Fragment:
◇ ◇ ◇ ◇ ◇

In de ‘stelling’ reageert een vast panel van historici op een actuele gebeurtenis.
Martin Sommer:
‘Strikt genomen is de vaste baan, met alles erop en eraan, inderdaad een historische uitzondering. De achturige werkdag, een fatsoenlijk pensioen en een cao: het zijn allemaal vruchten van de vakbondsstrijd die nu bezig zijn te verkruimelen. Maar wie verder kijkt ziet iets anders. Vóór de Franse Revolutie sprak men van de standenstaat. Werk was niet zoals nu, van negen tot vijf en daarbuiten ben je vrij burger.
Tot die tijd bepaalde je bezigheid ook je hele hebben en houden als mens. Er was geen ontkomen aan — niet voor jezelf en evenmin voor je kinderen. Een boer was een boer, een pruikenmaker een pruikenmaker en een handelaar een handelaar. Die status-quo werd ook met hand en tand verdedigd, in gilden en broederschappen. Wie geen pruikenmaker was, kwam er niet zomaar tussen. Officieel was het na de Franse tijd gedaan met de standen, maar tot in de jaren vijftig was “stand” in Nederland een gangbaar begrip.
En zelfs vandaag zien we de resten, bij notarissen of taxichauffeurs. Zo bezien is niet de vastheid van de betrekking, maar de flexibele arbeidsmarkt de recente uitvinding. En ook een goede uitvinding. Een die de mogelijkheid biedt om te ontsnappen aan je lot, sociaal te stijgen, en voor alle beroepen behalve dat van koning in aanmerking te komen.’
Beatrice de Graaf:
‘Een van de indrukwekkendste romans die ik ooit las is Kleiner Mann, was nun van Hans Fallada, die zich afspeelt in de jaren twintig en dertig van de vorige eeuw. De hoofdpersoon is een heel gewone, lieve man die graag goed wil zorgen voor zijn zwangere vrouw, maar als warenhuisbediende-op-commissie langzaam door het systeem wordt verzwolgen.

◇ ◇ ◇ ◇ ◇

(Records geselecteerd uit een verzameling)
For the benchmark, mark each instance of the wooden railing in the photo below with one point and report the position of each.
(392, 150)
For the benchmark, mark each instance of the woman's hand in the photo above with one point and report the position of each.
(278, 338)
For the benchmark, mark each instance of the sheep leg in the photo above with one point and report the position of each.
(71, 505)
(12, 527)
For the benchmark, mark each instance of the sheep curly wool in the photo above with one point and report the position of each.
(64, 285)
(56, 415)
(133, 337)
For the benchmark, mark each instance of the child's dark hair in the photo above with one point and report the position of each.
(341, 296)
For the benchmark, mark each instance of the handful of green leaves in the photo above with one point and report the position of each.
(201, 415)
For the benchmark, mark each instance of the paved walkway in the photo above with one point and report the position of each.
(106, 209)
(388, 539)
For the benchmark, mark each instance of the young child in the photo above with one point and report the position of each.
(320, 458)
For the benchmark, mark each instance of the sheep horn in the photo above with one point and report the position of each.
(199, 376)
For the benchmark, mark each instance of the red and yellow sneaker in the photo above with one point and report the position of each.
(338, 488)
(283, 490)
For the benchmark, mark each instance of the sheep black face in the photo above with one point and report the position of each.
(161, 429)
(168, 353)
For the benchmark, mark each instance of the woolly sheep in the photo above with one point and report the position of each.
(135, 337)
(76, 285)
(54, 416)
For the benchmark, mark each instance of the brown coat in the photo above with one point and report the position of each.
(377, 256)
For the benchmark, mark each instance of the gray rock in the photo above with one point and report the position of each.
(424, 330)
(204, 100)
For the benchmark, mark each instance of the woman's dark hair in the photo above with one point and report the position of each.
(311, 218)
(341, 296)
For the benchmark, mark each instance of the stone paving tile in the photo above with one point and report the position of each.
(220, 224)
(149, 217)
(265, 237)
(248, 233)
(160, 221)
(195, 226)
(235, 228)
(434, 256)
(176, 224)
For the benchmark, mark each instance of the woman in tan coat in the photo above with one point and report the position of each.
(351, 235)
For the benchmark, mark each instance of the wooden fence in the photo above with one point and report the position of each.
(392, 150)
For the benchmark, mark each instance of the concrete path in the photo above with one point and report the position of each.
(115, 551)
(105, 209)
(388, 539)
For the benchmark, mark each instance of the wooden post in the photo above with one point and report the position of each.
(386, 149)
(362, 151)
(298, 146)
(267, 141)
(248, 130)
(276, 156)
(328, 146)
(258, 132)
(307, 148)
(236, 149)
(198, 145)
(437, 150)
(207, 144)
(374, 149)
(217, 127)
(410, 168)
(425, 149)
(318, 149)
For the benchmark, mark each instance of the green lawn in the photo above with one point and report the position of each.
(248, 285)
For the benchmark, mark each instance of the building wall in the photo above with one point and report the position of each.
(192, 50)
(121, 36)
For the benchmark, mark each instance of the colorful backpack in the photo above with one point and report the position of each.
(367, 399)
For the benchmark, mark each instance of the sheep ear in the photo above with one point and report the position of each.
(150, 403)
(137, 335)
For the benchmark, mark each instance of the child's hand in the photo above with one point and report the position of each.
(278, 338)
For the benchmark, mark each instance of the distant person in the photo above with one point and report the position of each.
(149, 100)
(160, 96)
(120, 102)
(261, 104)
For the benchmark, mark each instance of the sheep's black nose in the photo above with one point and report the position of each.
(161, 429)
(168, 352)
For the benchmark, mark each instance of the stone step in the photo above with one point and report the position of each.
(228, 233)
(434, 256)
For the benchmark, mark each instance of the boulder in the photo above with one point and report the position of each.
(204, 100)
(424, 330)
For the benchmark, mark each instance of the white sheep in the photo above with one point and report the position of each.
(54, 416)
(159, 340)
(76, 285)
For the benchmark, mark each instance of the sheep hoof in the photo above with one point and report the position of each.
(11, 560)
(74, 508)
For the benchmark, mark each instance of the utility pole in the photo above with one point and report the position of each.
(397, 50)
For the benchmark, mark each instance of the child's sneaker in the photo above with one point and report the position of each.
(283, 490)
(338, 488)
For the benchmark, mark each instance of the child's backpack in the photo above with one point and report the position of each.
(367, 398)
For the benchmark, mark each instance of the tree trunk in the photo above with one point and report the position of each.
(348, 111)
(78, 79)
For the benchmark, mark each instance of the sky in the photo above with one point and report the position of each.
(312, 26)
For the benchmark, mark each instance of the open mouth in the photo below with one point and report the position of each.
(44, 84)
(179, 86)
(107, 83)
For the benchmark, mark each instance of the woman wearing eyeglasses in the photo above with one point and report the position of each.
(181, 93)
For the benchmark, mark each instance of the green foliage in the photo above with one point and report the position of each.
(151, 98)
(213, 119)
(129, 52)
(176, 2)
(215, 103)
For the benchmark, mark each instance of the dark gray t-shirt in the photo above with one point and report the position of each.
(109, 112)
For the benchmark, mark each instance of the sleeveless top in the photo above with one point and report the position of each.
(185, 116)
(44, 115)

◇ ◇ ◇ ◇ ◇

Opdracht 1: Welke roman noemt Beatrice de Graaf in de tekst over de vaste baan een van de indrukwekkendste die zij ooit las?
Opdracht 2: Schrijf de tekst over de vaste baan verder, aansluitend op de laatste zin.

Antwoord 1: Kleiner Mann, was nun van Hans Fallada.

Antwoord 2:
Eeuwenlang hebben gildes en schutterijen hun leden tegen armoede- en ziekteval proberen te beschermen. Toch viel iedereen die geen burgerceel bezat en tot een gediscrimineerde bevolkingsgroep behoorde — de Joden bijvoorbeeld — door de mazen van het net. Met de urbanisatie en industrialisatie werd de situatie er niet beter op. In 1789 vormden in Frankrijk de dagloners de grootste groep onder de derde stand in de grote steden. De anarchist en dagloner Auguste Vaillant probeerde zich uit wanhoop over zijn onzekere positie op te blazen in het Franse parlement.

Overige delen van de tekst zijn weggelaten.